Provided text:
- - -
The infection with Clostridium novyi (sudden death) as the suspected cause of death was confirmed.



Clostridium novyi was first described by Frederick Novy in 1894 and is classified as obligate pathogenic histotoxic clostridia. Based on the exotoxins, it is categorised into four toxin types (Tab. 1) [10].

The alpha toxin causes necrotising hepatitis, severe oedema, congestion, and haemorrhage in various organs. The cell-cell connections are loosened, and the permeability of the cell membranes is altered [5].

Venous congestion leads to dark purple discoloration of the skin. The alpha toxin is produced by C. novyi type A and B and differs from those of C. septicum and C. perfringens. The beta toxin is produced by C. novyi type B in small quantities and causes intravascular haemolysis and haemorrhages [10, 20].

In humans, C. novyi occurs along with C. perfringens as the causative agent of gas gangrene [16]. This febrile, highly painful wound infection is commonly associated with war injuries and is characterised by crackling sounds under the skin. In sheep, cattle, goats and horses, C. novyi causes infectious necrotic hepatitis (Big head/Black disease) [20]. In pigs, infections with C. novyi types A and B are associated with sudden deaths [5, 20, 21].
- - -
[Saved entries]
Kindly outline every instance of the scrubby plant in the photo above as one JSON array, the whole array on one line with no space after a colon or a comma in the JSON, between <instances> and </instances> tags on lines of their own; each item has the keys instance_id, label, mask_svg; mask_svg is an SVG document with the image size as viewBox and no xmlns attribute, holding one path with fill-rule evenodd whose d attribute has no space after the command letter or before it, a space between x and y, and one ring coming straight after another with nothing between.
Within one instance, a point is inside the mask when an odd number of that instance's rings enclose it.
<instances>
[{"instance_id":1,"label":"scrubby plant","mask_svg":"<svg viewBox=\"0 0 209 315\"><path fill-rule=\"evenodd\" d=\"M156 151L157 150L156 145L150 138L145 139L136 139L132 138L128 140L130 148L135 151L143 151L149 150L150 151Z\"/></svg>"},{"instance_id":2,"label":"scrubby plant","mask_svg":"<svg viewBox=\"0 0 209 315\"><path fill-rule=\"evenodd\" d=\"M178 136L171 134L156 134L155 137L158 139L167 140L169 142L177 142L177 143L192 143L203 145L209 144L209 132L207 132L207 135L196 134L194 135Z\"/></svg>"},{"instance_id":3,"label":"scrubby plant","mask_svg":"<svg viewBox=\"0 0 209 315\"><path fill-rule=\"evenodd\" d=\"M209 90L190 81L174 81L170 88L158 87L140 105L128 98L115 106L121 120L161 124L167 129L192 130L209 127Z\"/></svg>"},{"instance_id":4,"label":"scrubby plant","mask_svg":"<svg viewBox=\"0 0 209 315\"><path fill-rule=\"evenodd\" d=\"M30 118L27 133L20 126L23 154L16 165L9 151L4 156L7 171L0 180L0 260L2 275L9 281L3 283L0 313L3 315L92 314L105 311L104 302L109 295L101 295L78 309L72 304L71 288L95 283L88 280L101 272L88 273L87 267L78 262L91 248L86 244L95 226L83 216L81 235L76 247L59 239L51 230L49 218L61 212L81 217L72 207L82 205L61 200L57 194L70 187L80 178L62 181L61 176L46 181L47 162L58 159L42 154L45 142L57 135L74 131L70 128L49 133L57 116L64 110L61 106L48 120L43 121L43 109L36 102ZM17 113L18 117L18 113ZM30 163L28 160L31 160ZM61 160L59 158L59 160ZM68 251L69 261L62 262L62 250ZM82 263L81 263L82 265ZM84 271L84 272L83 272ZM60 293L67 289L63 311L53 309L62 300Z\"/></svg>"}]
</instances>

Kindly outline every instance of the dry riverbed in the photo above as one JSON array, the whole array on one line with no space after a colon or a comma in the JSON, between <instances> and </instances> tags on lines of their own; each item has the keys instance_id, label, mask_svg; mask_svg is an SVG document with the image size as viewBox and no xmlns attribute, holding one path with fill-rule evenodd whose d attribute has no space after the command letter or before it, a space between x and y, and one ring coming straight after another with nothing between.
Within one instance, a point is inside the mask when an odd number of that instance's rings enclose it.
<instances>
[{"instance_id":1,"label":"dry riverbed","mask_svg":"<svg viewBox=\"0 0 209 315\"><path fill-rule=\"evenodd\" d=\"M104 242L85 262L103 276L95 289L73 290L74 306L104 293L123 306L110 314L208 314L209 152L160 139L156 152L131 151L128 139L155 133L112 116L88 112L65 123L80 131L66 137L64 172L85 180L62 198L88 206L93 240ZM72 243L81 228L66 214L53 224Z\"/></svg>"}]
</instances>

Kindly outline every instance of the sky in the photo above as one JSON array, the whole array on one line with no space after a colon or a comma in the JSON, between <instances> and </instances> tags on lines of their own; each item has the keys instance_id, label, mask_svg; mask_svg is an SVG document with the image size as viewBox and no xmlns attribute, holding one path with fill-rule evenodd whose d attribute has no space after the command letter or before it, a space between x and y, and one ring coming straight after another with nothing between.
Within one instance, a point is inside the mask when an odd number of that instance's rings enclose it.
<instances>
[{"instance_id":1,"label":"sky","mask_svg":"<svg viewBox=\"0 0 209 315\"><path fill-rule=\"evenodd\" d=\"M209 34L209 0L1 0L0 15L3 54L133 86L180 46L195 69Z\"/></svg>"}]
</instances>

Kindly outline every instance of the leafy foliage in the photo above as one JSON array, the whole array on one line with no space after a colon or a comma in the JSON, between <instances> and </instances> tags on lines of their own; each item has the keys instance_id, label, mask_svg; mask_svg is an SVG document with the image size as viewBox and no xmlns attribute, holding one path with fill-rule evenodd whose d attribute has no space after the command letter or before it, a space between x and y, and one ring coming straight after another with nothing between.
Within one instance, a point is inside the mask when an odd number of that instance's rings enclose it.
- - -
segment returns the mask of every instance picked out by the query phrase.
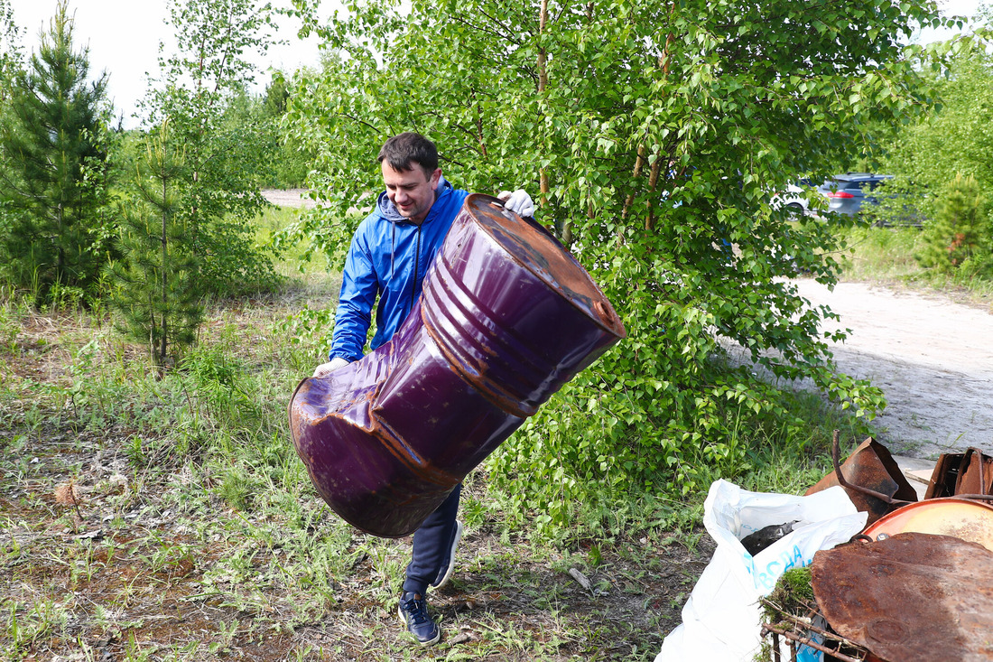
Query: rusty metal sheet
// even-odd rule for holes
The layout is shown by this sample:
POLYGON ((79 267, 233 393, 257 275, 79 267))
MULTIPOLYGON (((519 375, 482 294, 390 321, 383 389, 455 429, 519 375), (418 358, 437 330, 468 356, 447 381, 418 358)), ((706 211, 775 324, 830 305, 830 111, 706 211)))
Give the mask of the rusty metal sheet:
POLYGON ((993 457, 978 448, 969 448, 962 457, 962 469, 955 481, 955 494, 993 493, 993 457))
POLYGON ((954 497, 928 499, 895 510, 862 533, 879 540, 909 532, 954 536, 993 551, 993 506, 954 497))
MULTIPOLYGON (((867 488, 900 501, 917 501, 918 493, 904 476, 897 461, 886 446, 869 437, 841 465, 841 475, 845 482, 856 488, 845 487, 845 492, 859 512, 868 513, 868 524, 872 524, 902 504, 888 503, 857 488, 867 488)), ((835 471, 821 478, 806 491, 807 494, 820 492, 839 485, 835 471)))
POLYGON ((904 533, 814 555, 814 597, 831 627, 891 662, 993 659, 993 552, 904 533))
- - -
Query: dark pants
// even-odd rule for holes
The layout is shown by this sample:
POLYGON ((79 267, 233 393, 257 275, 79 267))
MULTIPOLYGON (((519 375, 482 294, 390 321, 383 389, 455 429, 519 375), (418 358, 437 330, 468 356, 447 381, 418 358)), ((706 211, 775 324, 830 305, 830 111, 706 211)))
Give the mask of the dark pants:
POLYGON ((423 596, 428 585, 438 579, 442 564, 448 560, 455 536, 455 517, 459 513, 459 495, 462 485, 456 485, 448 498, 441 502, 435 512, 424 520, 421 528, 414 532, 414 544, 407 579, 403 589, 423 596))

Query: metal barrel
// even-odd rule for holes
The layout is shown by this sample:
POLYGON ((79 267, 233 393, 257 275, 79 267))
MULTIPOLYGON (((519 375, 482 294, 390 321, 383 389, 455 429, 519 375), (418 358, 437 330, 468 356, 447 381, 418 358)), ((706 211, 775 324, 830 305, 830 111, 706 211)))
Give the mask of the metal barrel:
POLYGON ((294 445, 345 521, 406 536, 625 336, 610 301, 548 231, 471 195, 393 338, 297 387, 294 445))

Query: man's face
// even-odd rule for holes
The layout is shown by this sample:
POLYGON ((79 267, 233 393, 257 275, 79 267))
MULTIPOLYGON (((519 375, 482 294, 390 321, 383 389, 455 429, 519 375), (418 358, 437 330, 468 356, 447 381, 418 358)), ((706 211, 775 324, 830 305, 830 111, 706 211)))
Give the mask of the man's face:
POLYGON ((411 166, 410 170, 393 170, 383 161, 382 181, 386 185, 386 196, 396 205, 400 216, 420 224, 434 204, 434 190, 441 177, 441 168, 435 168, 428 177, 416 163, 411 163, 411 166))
- - -
Exercise instructions: Write the next part of the text on Clostridium novyi, starting after its final sentence.

Response area:
The hallmarks are rapid and severe distension of the animals, unusually rapid decomposition, bloodstained fluids in body cavities as well as subcutaneous oedema. Particularly prominent are necrotic liver changes with gas bubbles [5]. Duran and Walton [5] describe C. novyi infection mainly in multiparous sows with good body condition around farrowing. Various authors describe the disease as rare [2, 5, 7, 21].

However, 40 % of sudden deaths in the US could be linked to C. novyi [19]. Only little data is available on the prevalence. In a study conducted in Spain, C. novyi was detected in 74.23 % of the breeding farms which were sampled [3].

The infection route for C. novyi can be exogenous from the environment, but it is also part of the large intestine microbiota in pigs and can as well be detected in liver tissue of healthy pigs [22].

For reasons unknown today, in some individuals, clostridia migrate into the liver via the bile ducts. It has not been finally clarified yet how C. novyi enters the liver and through which factors the spores are activated. In general, a low oxygen concentration triggers the germination, multiplication, and toxin production of clostridia.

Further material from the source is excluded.